- [Objective]: Arrange the lines of every entry below as one numbered list, omitting blank lines. Leave the pictures out of your answer.

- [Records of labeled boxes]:

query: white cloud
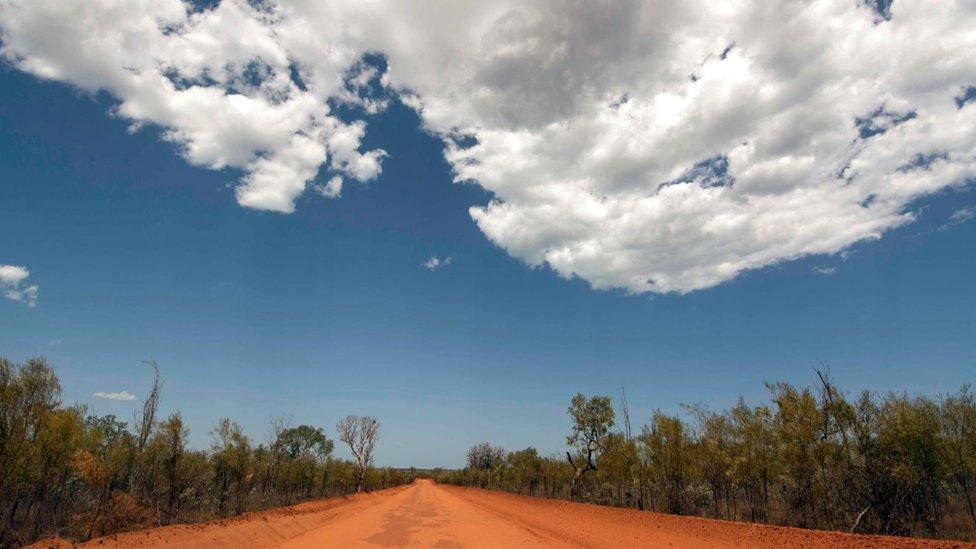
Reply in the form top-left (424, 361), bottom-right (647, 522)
top-left (0, 265), bottom-right (38, 307)
top-left (949, 206), bottom-right (976, 225)
top-left (314, 175), bottom-right (342, 198)
top-left (0, 0), bottom-right (976, 292)
top-left (92, 391), bottom-right (136, 401)
top-left (424, 256), bottom-right (454, 271)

- [Written answer]:
1. query: white cloud
2. Reply in the form top-left (424, 361), bottom-right (647, 522)
3. top-left (0, 265), bottom-right (38, 307)
4. top-left (949, 206), bottom-right (976, 225)
5. top-left (314, 175), bottom-right (342, 198)
6. top-left (0, 0), bottom-right (976, 292)
7. top-left (92, 391), bottom-right (136, 401)
8. top-left (424, 256), bottom-right (454, 271)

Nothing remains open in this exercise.